##### Source document #####

I. The Strategic Importance of Unimportance
Is it important that the Supreme Court take on the important policy issues of our times? That the Court has traditionally done so is a commonplace, but whether the commonplace is true depends on how we phrase the question. Asking whether much of what the Supreme Court does is important is very different from asking whether much of what is important is done by the Supreme Court, and without knowing which we are asking, we cannot intelligently evaluate the Court’s case selection process.
The difference between how much of what the Court does is important and how much of what is important the Court does emerges upon even a casual glance at the daily newspapers. Although the Court has in recent years addressed important issues of gun control, campaign finance, burdens on interstate commerce, capital punishment, punitive damages, presidential power, detention of enemy combatants, sexual orientation, and religion in the public sphere, among many others, it has decided no cases determining the authority of a President to commit troops to combat outside of the United States, whether in Afghanistan, Iraq, Kosovo, or anywhere else. Although, of course, the Supreme Court’s structural and procedural decisions will have an indirect impact on the substance of policy, the Court has not directly decided cases involving health care policy, federal bailouts of banks and automobile manufacturers, climate change, the minimum wage, and the optimal rate of immigration. And nothing the Court has decided for years is even in the neighborhood of addressing questions involving mortgage defaults, executive compensation, interest rates, Israel and Palestine, the nuclear capabilities of Iran and North Korea, gasoline prices, and the creation of new jobs.
This list of issues the Supreme Court has not addressed was not, of course, chosen randomly. Rather, it is a list of the issues that dominate public and political discourse today, a list that might be surprising to some in terms of its distance from what the Supreme Court is actually doing. A few years ago I wrote about this gap between what the public cares about and the issues the Supreme Court engages, and updating the data three years later does not change the general picture. When asked in nonprompted fashion to name the most important issues facing the country, Americans overwhelmingly name health care and the economy first and second, and also identify as among the most important issues the wars in Iraq and Afghanistan, employment/jobs, education, and, more recently, immigration, an array of topics at the top of the “most important issues” poll that has varied little for the past eight years. In the most recent poll, from September 2009, health care was first, the economy second, employment/jobs third, budget/government spending fourth, and immigration fifth, then followed by education, the war, taxes, the environment, Iraq, homeland/domestic security, and regulation of banking and the financial services industry. Indeed, looked at more broadly, the 2009 list resembles those for much of the past three decades. Crime is occasionally more salient, as it was in the mid-1960s and mid-1990s, and the interrelated issues of pensions, retirement, and Social Security have often ranked high, but the most recent lists capture not only the long-standing importance of basic foreign policy and economic issues, but also the persistent nonappearance in the top ten (and usually even in the top twenty) of abortion, sexual orientation, race, gender, religion, free speech, and many of the other issues that represent the most salient part of the Supreme Court’s docket. In September 2009, for example, abortion ranked twenty-fourth, judicial and legal issues twenty-fifth, same sex rights twenty-eighth, crime and violence twenty-ninth, religion thirty-eighth, and gun rights forty-second.

##### Extracted material #####

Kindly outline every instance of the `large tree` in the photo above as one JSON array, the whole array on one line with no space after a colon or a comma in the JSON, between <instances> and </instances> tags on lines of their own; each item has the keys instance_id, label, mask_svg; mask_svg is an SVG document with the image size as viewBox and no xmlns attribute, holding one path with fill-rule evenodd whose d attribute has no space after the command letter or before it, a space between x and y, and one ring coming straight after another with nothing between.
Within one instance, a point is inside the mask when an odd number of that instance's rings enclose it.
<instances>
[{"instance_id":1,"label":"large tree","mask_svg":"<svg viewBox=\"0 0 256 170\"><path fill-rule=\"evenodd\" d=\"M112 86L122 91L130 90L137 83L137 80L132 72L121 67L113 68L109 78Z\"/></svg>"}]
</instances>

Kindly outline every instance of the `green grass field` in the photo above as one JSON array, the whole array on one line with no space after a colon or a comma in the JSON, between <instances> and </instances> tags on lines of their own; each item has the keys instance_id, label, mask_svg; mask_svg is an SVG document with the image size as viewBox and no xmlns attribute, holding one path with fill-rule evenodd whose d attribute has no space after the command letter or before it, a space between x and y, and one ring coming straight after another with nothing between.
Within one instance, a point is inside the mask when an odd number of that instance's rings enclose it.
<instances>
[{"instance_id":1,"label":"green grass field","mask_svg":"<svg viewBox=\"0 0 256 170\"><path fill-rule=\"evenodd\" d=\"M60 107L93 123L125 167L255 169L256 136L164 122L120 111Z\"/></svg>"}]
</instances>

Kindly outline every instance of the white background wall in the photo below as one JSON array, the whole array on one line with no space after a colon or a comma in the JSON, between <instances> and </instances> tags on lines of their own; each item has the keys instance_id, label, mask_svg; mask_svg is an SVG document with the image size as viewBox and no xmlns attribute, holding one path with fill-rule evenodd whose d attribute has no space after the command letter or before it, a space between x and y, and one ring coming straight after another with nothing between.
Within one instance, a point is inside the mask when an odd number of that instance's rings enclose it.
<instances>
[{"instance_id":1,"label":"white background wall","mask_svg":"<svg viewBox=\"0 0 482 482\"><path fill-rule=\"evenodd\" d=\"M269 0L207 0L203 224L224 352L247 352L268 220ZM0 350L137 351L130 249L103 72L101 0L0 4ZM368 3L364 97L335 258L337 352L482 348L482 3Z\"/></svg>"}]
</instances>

#####
##### Extracted material #####

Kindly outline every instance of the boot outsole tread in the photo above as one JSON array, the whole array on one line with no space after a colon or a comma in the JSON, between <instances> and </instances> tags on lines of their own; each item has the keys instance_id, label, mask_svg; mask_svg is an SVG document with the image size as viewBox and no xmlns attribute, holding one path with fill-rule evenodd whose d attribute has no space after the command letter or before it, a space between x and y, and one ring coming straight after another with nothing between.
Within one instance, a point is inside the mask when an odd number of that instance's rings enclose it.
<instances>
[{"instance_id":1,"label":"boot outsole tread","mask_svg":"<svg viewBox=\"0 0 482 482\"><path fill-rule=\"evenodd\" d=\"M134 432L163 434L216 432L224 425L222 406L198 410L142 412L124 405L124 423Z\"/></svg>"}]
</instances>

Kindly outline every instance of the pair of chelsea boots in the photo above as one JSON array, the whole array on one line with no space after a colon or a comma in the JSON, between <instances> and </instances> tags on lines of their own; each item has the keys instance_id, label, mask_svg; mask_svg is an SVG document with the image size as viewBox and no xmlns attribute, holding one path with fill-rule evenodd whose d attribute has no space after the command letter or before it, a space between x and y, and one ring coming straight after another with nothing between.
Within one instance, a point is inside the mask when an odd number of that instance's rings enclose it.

#####

Go on with the text about the Supreme Court and important policy issues, starting right after its last sentence. These lines have no connection to the text about the Supreme Court.

When importance is measured by what the public and their elected representatives think is important, therefore, and by what the government actually works on, the Supreme Court’s docket seems surprisingly peripheral. That is not to say that what the Supreme Court does is not important. It is to say, however, that the Court’s actual business is less important to the public and to the public’s representatives than lawyers and law professors tend to believe. And it is hardly clear that there is anything wrong with this. By dealing either with low-controversy issues or with high-controversy, low-salience issues, and thus generally avoiding high-controversy, high-salience issues such as health care and the war in Afghanistan, the Court may possibly be attempting to retain that degree of public confidence and thus that quantum of empirical (or sociological) legitimacy that is necessary to secure at least grudging acquiescence in its most controversial decisions. We do not know the extent to which the Court’s avoidance of high-salience, high-controversy cases is deliberate, but whether deliberate or not it does seem plausible to hypothesize a relationship between the Court’s avoidance of these cases and the high esteem in which the Court continues to be held.
II. Measuring Legal Importance
It is one thing to recognize the strategic value of the Court’s avoidance of most of the publicly important issues, but quite another to see much value in Supreme Court avoidance of legally important issues—issues and question that are important in litigation and to lawyers and judges. Although even this claim requires further specification of what it means for an issue or case to be legally important, at least one measure would be the extent to which the issue frequently appears in lower court litigation. If that is the measure, however, then there is some evidence that the Supreme Court is little more inclined to take on legally important issues than to take on publicly important ones.
Limitations of space make it impossible in the present context to offer a full empirical analysis and support for this claim, but a few examples can suggest a hypothesis. Consider, therefore, the universe of litigation under the First Amendment’s Speech and Press Clauses. This is a large universe, especially in the federal courts, and a surprisingly large part of that universe is occupied by free speech issues arising in public employment and the public schools. The combination of these domains and their issues involving student and teacher speech, employee speech, organizational membership, and related topics is substantially larger than the quantity of lower court First Amendment cases dealing with the combination of obscenity and indecency, to say nothing of the even smaller domains of incitement, defamation, and the numerous other topics that dominate the casebooks. Yet although schools and public employee cases overwhelm the other categories of First Amendment litigation in the lower courts, the Supreme Court takes surprisingly few such cases. It has in roughly forty years taken only four cases involving speech in the public schools, two dealing directly with speech in colleges and universities, and eight that concern the free speech rights of various public employees. Although the quantity of litigation about speech in the schools and sexual speech is roughly the same (recognizing that there is some overlap), in the same period that the Supreme Court decided its four public school speech cases it decided at least thirty-seven dealing with obscenity, pornography, profanity, and indecency.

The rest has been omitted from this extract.